### INPUT DATA:
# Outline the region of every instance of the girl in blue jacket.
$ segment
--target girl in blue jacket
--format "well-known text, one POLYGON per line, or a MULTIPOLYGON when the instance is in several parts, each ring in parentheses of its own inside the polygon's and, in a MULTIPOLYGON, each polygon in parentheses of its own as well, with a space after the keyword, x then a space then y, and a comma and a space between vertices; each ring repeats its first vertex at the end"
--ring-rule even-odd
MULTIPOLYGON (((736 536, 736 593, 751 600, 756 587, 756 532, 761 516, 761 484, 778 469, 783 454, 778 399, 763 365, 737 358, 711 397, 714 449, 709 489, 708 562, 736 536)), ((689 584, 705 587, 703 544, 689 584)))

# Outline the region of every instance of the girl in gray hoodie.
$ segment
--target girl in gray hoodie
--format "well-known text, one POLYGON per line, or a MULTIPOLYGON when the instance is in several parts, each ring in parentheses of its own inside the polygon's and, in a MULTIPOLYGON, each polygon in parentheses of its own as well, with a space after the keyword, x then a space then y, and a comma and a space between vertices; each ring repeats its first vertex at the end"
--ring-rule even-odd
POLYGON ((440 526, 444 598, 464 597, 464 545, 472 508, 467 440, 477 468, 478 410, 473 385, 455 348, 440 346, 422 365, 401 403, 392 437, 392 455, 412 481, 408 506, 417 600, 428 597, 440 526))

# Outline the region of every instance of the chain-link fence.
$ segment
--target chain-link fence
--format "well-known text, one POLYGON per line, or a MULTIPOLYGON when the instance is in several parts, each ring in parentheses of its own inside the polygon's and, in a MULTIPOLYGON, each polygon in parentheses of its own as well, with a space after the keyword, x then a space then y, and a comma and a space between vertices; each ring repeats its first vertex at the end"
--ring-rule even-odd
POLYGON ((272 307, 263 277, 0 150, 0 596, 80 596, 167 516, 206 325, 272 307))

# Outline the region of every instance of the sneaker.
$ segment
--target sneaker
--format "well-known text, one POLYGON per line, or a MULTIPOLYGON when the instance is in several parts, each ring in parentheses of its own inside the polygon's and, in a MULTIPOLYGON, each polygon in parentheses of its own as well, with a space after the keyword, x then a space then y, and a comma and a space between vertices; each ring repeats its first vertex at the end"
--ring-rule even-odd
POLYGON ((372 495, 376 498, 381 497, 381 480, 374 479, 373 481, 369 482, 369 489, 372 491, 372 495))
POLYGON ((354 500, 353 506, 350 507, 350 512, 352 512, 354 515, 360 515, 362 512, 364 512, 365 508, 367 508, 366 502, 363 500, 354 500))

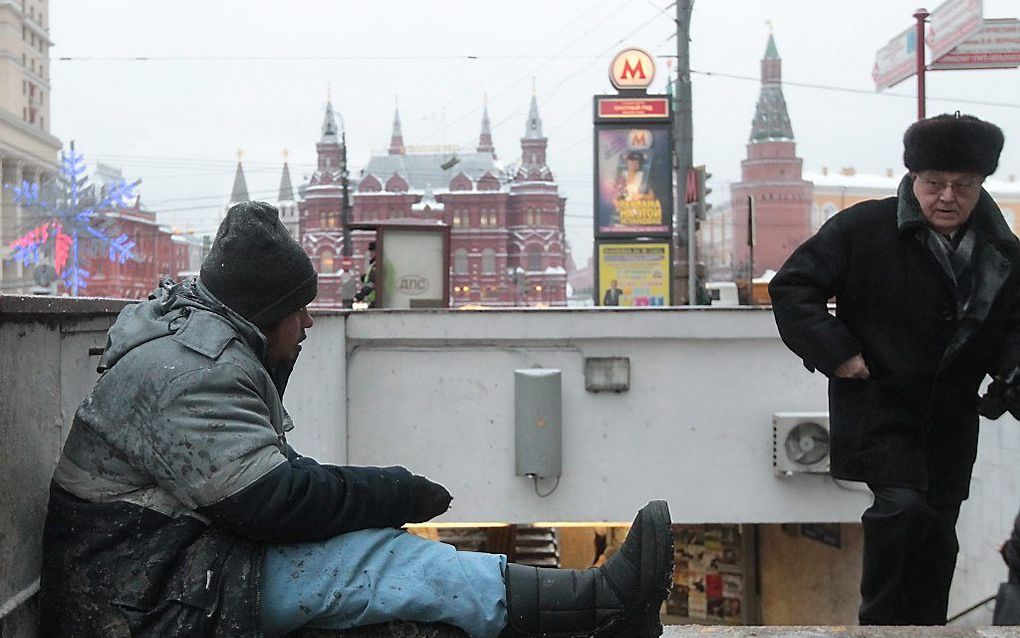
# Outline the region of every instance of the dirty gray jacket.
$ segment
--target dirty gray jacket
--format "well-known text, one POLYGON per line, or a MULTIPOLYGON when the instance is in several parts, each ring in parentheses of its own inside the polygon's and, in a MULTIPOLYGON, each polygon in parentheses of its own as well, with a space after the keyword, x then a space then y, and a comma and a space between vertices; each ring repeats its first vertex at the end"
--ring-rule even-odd
POLYGON ((120 313, 50 487, 43 636, 261 636, 267 544, 407 522, 406 469, 290 448, 265 352, 195 280, 120 313))

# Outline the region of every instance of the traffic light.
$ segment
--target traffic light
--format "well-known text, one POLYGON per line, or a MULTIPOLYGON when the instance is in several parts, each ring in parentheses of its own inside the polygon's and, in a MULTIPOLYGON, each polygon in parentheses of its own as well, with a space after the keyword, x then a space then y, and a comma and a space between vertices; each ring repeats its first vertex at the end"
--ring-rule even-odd
POLYGON ((712 208, 706 200, 708 194, 712 192, 712 189, 708 187, 707 182, 711 179, 712 174, 705 170, 705 165, 701 164, 694 167, 694 174, 696 179, 696 201, 695 201, 695 217, 699 220, 705 219, 705 215, 708 214, 708 209, 712 208))

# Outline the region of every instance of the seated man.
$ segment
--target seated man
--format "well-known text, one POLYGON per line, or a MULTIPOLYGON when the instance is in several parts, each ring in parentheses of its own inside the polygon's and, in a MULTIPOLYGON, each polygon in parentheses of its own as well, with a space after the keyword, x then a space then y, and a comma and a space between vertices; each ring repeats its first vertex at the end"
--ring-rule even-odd
POLYGON ((321 465, 281 403, 316 273, 268 204, 227 213, 197 280, 109 331, 43 534, 44 636, 280 636, 389 620, 471 636, 658 636, 672 541, 645 506, 586 571, 507 564, 400 530, 443 486, 402 467, 321 465))

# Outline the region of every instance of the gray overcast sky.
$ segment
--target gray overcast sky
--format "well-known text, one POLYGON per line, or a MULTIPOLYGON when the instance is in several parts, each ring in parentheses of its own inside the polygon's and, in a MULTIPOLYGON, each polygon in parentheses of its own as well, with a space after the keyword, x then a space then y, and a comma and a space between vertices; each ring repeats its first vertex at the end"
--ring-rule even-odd
MULTIPOLYGON (((694 161, 713 173, 713 197, 739 178, 767 21, 805 170, 900 170, 916 82, 876 94, 871 68, 920 4, 698 0, 694 161)), ((161 221, 198 232, 226 204, 238 148, 252 197, 276 197, 284 148, 296 181, 311 172, 327 84, 357 169, 387 146, 395 98, 405 144, 473 147, 488 94, 496 152, 512 161, 534 81, 578 265, 591 254, 591 96, 611 91, 609 60, 624 46, 676 52, 665 0, 51 0, 50 14, 54 134, 142 178, 161 221), (171 59, 127 59, 136 57, 171 59)), ((1015 0, 984 1, 986 18, 1017 14, 1015 0)), ((653 90, 664 89, 666 64, 659 58, 653 90)), ((996 177, 1020 177, 1020 70, 930 73, 928 94, 929 115, 999 124, 996 177)))

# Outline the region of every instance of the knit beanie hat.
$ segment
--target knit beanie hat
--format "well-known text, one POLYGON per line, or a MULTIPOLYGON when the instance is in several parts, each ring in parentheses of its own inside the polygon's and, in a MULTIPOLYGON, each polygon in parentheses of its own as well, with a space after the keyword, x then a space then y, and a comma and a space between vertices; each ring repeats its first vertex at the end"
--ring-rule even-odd
POLYGON ((988 176, 999 166, 1002 129, 973 115, 944 113, 910 125, 903 135, 903 164, 912 171, 952 171, 988 176))
POLYGON ((318 275, 274 206, 240 202, 220 224, 199 279, 225 306, 269 328, 315 299, 318 275))

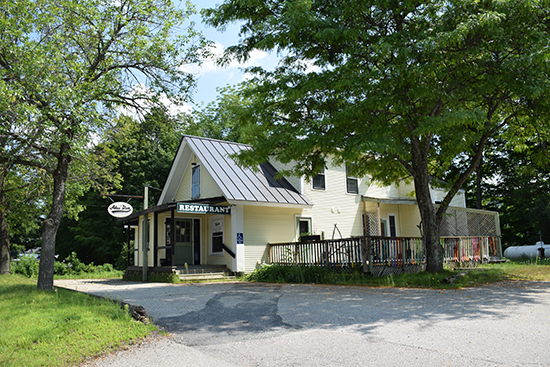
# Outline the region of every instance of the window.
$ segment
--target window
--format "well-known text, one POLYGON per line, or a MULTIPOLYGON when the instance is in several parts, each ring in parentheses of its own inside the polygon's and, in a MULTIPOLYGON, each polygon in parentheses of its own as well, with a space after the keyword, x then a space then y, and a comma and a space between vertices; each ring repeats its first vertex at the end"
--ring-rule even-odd
POLYGON ((380 236, 388 237, 388 232, 386 231, 386 228, 388 228, 388 220, 380 219, 380 236))
POLYGON ((321 172, 319 172, 318 174, 316 174, 313 177, 313 188, 315 190, 324 190, 326 188, 326 185, 325 185, 325 169, 324 168, 321 172))
POLYGON ((346 166, 346 190, 348 194, 359 194, 359 182, 357 177, 348 173, 348 166, 346 166))
POLYGON ((388 214, 388 218, 380 219, 382 237, 397 237, 397 225, 394 214, 388 214))
POLYGON ((311 234, 311 218, 296 218, 296 239, 299 241, 300 237, 311 234))
POLYGON ((191 168, 191 199, 201 197, 201 166, 195 165, 191 168))
POLYGON ((210 219, 211 254, 223 254, 223 217, 210 219))
POLYGON ((395 225, 395 215, 388 215, 390 237, 397 237, 397 229, 395 225))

### PROBLEM TO SOLVE:
Return each line from the data where the string "light" can be found.

### OUTPUT:
# Outline the region of every instance of the traffic light.
--target traffic light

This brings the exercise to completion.